TASK GOAL: What is needed here is an exact transcription of all the entries.

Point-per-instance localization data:

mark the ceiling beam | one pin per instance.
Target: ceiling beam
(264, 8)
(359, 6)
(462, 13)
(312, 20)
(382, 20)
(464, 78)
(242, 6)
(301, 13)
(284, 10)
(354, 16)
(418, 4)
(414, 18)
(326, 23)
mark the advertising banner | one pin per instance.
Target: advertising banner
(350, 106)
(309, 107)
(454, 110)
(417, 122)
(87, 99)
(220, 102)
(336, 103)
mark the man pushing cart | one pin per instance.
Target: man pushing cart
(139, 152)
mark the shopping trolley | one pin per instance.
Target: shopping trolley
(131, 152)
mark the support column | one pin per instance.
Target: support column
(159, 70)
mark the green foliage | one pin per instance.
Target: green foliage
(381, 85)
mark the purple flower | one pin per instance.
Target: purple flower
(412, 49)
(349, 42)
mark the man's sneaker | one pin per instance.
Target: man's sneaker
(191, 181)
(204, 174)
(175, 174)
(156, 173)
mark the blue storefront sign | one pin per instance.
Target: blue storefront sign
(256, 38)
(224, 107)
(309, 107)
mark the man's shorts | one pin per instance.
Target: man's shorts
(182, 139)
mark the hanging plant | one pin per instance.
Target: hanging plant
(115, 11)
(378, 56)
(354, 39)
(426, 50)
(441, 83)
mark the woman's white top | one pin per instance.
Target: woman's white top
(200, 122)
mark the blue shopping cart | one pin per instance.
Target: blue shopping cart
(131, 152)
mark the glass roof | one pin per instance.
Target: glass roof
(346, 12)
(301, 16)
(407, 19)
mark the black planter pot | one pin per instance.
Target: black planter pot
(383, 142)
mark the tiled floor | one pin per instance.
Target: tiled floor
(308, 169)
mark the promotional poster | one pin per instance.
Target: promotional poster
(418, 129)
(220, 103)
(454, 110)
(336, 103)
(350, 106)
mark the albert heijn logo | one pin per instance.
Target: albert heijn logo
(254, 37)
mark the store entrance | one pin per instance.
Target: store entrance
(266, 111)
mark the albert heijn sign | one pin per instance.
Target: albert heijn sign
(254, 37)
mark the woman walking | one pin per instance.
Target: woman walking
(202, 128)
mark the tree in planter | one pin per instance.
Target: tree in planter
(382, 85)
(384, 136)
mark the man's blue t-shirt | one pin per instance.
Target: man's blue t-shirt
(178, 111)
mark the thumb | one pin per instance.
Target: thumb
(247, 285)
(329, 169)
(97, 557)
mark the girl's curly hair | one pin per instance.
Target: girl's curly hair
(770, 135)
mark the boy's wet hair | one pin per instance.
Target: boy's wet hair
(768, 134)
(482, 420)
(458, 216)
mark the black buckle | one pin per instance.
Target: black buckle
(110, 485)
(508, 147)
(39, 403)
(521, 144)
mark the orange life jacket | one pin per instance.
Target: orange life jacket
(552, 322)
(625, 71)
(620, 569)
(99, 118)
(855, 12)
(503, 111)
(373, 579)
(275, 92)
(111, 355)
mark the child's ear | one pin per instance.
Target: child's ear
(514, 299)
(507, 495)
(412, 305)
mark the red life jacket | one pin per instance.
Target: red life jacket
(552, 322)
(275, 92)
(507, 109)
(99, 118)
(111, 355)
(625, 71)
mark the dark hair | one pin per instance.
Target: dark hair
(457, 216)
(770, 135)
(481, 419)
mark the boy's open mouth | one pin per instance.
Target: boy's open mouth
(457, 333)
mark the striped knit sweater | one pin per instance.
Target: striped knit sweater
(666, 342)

RESPONSE:
mark the ceiling beam | one pin per instance.
Target: ceiling beam
(264, 8)
(359, 6)
(462, 13)
(312, 20)
(382, 20)
(464, 78)
(242, 6)
(301, 13)
(284, 10)
(354, 16)
(418, 4)
(414, 18)
(326, 23)
mark the advertising banner | one pin per instance.
Target: advertising banner
(350, 106)
(309, 107)
(454, 110)
(417, 122)
(87, 99)
(220, 102)
(336, 103)
mark the man pushing cart | one pin per instance.
Target: man pushing cart
(139, 152)
mark the shopping trolley | one pin per instance.
Target: shopping trolley
(131, 152)
mark the support column | one pin per instance.
Target: support column
(159, 70)
mark the green foliage | one pin per instance.
Target: green foliage
(381, 85)
mark the purple flower | one pin per instance.
Target: purple flower
(412, 49)
(349, 42)
mark the man's sneaker | one pin per instance.
Target: man's sneaker
(191, 181)
(204, 174)
(175, 174)
(156, 173)
mark the blue storefront sign | one pin per instance.
Target: blue storefront sign
(256, 38)
(224, 107)
(309, 107)
mark the man's shorts | one pin per instance.
Target: man's shorts
(182, 139)
mark the hanging plant | one pin per instance.
Target: hanging plant
(115, 11)
(378, 56)
(354, 39)
(426, 50)
(441, 83)
mark the woman's white top | one pin per instance.
Target: woman's white top
(200, 122)
mark the blue shopping cart | one pin per instance.
Target: blue shopping cart
(131, 152)
mark the glass roof | one pin per instance.
Target: glass roof
(346, 12)
(301, 16)
(407, 19)
mark the black planter pot | one pin per instance.
Target: black planter pot
(383, 142)
mark the tiled floor | one pin per instance.
Target: tiled floor
(308, 169)
mark the promotional poster | one pin per instance.
Target: promotional poster
(418, 129)
(220, 103)
(454, 110)
(336, 103)
(350, 106)
mark the albert heijn logo | one pin per instance.
Target: albert heijn logo
(254, 37)
mark the store entrance | one pin per instance.
Target: store entrance
(266, 111)
mark the albert heijn sign | one pin per instance.
Target: albert heijn sign
(254, 37)
mark the woman walking | one pin per instance.
Target: woman walking
(202, 128)
mark the tree in planter | one pin per instance.
Target: tree in planter
(382, 85)
(384, 136)
mark the man's blue t-shirt | one pin per instance.
Target: man's blue t-shirt
(178, 111)
mark the thumb | one pin per instance.
Target: thumb
(247, 285)
(329, 169)
(97, 557)
mark the girl's curly hair | one pin per instance.
Target: girl's curly hair
(770, 135)
mark the boy's wet hair | one pin per instance.
Target: boy's wet hair
(768, 134)
(482, 420)
(458, 216)
mark the black buckle | one pin per instance.
Target: black buckle
(110, 485)
(508, 147)
(39, 403)
(521, 144)
mark the orange life jacket | one pin per instance.
Target: orange life jacket
(552, 322)
(625, 71)
(620, 569)
(99, 118)
(855, 12)
(503, 111)
(373, 579)
(275, 92)
(111, 355)
mark the child's ear | one pin per instance.
Target: child's ear
(514, 299)
(507, 495)
(412, 305)
mark the red life jacket | one pin per instance.
Target: red life jacket
(552, 322)
(275, 92)
(507, 109)
(99, 118)
(111, 355)
(625, 71)
mark the dark hair | one pin per instance.
Target: dark hair
(457, 216)
(770, 135)
(481, 419)
mark the boy's open mouth | one pin per instance.
Target: boy's open mouth
(457, 333)
mark the striped knit sweater | one pin per instance.
Target: striped knit sweater
(666, 342)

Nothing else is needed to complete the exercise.